# Work to complete
The answer should hold only the lines from the one containing "positive clicks: (185, 56)" through the one containing "45L89 53L151 43L109" in the entries below, copied exactly, without pictures.

Saved entries
* * * * * * * * *

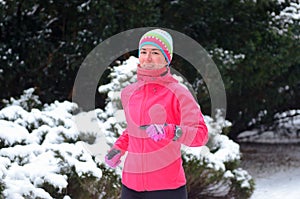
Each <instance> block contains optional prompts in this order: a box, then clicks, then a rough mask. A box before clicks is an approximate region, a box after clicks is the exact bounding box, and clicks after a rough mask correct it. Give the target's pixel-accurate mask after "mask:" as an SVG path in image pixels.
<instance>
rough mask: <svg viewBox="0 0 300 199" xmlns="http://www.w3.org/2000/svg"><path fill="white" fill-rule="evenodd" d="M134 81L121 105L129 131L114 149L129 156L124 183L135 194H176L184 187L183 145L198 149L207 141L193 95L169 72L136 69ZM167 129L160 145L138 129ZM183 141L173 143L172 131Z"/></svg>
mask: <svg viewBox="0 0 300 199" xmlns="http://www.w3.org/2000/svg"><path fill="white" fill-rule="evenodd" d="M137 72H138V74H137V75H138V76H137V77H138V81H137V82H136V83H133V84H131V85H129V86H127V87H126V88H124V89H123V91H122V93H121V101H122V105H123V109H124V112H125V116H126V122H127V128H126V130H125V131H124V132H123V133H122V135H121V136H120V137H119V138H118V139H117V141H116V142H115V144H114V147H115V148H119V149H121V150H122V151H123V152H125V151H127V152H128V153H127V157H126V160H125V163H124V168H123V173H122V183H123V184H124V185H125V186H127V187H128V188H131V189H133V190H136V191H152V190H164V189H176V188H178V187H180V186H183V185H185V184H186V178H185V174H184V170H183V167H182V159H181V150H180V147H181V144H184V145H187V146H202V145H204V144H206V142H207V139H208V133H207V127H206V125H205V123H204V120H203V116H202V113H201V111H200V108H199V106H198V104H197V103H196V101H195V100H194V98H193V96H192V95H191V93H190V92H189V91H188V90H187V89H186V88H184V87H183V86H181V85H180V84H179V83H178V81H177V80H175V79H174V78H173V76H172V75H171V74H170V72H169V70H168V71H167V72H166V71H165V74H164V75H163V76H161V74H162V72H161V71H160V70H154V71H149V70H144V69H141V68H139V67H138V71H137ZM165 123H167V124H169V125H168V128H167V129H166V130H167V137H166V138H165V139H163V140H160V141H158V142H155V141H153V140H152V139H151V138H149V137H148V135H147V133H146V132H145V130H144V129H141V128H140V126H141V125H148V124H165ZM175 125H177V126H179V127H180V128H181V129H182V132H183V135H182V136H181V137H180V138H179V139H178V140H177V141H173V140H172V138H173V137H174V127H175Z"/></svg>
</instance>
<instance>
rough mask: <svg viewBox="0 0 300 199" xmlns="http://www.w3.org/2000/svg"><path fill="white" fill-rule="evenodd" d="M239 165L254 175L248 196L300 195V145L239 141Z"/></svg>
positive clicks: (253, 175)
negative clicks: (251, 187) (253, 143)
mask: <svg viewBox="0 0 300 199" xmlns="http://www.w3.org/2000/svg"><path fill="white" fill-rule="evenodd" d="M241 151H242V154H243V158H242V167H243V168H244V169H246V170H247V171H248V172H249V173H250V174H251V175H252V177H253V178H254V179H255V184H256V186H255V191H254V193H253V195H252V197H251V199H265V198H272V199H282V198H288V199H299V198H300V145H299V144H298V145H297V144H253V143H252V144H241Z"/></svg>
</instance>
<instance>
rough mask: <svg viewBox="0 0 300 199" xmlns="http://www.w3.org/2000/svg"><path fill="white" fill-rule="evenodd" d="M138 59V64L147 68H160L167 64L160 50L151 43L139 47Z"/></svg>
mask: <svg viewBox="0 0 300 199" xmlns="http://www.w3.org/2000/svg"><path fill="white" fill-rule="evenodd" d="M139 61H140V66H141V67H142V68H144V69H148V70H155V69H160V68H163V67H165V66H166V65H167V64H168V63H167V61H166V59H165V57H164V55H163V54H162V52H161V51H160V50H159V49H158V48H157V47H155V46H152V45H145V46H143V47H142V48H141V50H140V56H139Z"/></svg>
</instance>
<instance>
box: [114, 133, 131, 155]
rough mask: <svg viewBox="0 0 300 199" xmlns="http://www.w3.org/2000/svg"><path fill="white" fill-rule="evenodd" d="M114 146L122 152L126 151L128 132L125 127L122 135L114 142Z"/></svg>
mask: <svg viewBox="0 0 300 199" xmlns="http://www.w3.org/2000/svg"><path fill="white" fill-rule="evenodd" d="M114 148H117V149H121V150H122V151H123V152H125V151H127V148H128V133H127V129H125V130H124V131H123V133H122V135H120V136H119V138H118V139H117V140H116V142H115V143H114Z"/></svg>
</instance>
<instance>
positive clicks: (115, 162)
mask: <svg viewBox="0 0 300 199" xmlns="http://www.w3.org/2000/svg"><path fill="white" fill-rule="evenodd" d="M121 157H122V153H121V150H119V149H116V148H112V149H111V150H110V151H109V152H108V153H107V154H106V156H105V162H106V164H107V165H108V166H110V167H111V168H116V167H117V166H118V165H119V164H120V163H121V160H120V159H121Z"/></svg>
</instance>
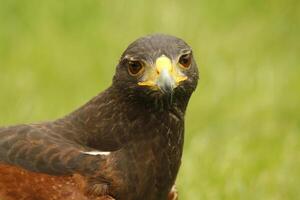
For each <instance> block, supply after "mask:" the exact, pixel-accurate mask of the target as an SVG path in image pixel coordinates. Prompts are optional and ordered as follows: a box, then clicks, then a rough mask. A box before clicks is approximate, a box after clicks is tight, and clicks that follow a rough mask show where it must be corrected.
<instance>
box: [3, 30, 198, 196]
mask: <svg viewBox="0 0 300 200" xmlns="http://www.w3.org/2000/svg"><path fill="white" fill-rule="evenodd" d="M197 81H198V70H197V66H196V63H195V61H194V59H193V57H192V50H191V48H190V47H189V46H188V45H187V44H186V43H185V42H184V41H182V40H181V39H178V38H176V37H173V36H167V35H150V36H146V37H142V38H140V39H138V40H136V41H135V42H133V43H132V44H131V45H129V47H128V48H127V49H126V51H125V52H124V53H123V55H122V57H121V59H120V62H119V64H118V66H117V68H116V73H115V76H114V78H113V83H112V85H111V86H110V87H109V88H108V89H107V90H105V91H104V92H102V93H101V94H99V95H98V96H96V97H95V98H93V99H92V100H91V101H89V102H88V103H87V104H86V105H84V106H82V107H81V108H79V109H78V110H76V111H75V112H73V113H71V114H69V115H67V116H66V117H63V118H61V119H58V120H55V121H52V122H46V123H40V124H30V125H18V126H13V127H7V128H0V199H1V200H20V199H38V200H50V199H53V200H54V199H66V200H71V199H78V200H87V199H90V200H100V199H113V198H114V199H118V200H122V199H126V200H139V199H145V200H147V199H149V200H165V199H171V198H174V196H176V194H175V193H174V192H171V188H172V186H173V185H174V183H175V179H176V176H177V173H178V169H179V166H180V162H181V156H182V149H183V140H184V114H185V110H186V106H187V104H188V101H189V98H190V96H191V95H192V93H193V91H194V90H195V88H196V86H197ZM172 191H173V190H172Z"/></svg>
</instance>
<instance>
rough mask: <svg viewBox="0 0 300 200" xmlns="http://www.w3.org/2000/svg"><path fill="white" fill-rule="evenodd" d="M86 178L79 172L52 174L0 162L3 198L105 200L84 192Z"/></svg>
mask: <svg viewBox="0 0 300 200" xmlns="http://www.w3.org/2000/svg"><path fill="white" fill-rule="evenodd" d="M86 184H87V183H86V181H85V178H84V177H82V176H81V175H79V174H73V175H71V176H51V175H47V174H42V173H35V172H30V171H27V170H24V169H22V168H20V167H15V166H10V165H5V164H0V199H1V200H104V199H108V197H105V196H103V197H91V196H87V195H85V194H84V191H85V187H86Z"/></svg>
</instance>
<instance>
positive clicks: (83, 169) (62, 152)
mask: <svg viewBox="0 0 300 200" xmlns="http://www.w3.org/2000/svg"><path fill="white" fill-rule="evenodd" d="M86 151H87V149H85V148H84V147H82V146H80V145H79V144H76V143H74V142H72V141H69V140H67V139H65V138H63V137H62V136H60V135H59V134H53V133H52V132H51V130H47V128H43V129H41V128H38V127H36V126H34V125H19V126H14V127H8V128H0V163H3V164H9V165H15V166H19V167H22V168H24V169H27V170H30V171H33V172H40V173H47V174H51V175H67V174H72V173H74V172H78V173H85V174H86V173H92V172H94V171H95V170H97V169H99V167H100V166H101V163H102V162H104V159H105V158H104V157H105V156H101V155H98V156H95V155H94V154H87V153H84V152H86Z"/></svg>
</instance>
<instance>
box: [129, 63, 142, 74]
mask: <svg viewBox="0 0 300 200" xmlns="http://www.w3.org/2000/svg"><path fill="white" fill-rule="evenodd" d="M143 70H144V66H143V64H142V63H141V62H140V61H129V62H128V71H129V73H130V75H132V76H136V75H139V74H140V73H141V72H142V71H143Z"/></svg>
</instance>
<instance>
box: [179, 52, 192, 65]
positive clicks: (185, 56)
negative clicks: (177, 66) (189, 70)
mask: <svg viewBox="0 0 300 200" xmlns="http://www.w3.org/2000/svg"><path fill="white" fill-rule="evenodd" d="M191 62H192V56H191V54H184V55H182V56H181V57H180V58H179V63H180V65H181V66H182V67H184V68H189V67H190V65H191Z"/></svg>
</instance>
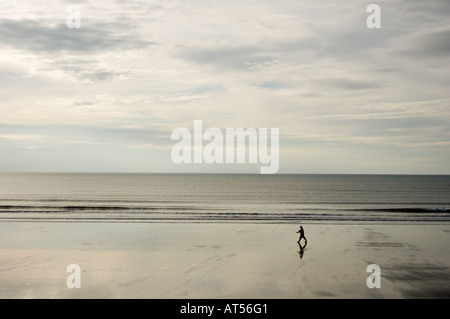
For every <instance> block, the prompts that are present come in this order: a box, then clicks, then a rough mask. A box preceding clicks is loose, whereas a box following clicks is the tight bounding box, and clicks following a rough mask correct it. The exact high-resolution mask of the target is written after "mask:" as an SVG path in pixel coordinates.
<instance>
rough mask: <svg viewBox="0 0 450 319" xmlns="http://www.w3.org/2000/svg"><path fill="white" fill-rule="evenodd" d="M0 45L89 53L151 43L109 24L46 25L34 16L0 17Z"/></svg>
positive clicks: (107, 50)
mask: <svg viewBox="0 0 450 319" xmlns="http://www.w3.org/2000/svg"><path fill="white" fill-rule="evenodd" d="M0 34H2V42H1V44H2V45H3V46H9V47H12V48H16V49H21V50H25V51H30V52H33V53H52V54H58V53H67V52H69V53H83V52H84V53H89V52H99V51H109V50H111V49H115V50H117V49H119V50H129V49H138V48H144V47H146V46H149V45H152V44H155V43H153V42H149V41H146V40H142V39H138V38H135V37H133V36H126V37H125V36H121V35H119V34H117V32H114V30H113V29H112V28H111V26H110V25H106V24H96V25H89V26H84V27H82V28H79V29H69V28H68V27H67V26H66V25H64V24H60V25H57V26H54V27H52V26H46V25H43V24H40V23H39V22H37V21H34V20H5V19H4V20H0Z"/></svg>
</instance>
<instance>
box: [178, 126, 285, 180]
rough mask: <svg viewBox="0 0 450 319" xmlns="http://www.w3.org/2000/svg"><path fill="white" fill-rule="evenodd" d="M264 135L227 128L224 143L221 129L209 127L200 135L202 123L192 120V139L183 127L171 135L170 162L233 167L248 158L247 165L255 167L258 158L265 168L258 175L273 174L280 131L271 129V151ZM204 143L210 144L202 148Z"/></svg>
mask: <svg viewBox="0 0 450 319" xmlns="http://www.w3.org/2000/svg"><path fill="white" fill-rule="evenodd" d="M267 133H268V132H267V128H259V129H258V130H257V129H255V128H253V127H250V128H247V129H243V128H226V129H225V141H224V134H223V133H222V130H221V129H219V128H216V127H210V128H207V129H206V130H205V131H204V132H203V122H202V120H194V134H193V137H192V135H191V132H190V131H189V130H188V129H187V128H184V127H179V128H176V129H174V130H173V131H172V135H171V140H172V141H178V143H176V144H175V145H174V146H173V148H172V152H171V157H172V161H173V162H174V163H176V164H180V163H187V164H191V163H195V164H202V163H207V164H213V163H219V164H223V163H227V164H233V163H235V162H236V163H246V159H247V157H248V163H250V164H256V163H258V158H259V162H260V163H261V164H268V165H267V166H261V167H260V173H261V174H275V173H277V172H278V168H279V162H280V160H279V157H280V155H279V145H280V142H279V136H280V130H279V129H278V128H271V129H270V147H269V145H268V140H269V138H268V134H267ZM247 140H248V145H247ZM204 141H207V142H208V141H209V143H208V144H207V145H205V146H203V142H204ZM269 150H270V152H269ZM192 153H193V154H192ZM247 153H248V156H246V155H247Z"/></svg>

* * * * * * * * *

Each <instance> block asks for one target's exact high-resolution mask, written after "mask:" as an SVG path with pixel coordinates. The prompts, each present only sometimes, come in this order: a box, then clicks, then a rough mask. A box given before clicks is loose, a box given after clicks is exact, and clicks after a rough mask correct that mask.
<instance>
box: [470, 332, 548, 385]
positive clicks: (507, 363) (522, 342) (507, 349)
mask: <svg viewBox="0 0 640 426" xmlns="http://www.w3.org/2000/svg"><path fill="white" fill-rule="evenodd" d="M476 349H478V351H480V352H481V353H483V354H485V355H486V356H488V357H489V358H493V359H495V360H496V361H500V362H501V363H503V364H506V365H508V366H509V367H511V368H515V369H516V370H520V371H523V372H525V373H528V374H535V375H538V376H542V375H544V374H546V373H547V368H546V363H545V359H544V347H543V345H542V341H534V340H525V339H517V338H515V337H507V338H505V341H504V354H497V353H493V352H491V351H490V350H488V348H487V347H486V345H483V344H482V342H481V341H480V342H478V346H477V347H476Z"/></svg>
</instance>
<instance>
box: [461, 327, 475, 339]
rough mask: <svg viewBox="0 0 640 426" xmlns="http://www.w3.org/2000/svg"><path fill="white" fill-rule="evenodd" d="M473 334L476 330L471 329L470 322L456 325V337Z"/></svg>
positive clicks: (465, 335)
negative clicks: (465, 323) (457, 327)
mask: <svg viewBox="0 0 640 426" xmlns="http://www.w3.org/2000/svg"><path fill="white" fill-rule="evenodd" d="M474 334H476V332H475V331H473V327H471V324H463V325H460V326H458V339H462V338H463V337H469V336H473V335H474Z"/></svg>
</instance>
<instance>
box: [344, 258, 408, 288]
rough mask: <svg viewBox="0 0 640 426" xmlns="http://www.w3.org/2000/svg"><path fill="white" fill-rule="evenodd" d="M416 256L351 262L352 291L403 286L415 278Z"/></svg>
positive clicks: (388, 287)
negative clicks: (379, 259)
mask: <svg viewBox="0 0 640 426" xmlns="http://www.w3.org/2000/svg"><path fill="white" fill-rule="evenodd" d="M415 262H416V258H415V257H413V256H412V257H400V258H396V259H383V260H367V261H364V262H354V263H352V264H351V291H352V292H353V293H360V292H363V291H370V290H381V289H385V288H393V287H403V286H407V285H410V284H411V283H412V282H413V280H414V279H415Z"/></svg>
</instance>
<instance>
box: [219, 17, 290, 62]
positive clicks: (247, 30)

* * * * * * * * *

# Result of this exercise
positive clicks: (185, 56)
negative clicks: (177, 66) (189, 70)
mask: <svg viewBox="0 0 300 200" xmlns="http://www.w3.org/2000/svg"><path fill="white" fill-rule="evenodd" d="M191 62H192V56H191V54H184V55H182V56H181V57H180V58H179V63H180V65H181V66H182V67H184V68H189V67H190V65H191Z"/></svg>
</instance>
For every <instance> block, the prompts that are present come in this order: a box, then clicks, then a rough mask. A box preceding clicks is loose, whereas a box following clicks is the tight bounding box, and clicks following a rough mask correct it. The exact high-resolution mask of the target is written after "mask:" as an SVG path in pixel coordinates.
<instance>
rough mask: <svg viewBox="0 0 450 319" xmlns="http://www.w3.org/2000/svg"><path fill="white" fill-rule="evenodd" d="M0 45L89 53L151 43L109 24L46 25L34 16L0 17Z"/></svg>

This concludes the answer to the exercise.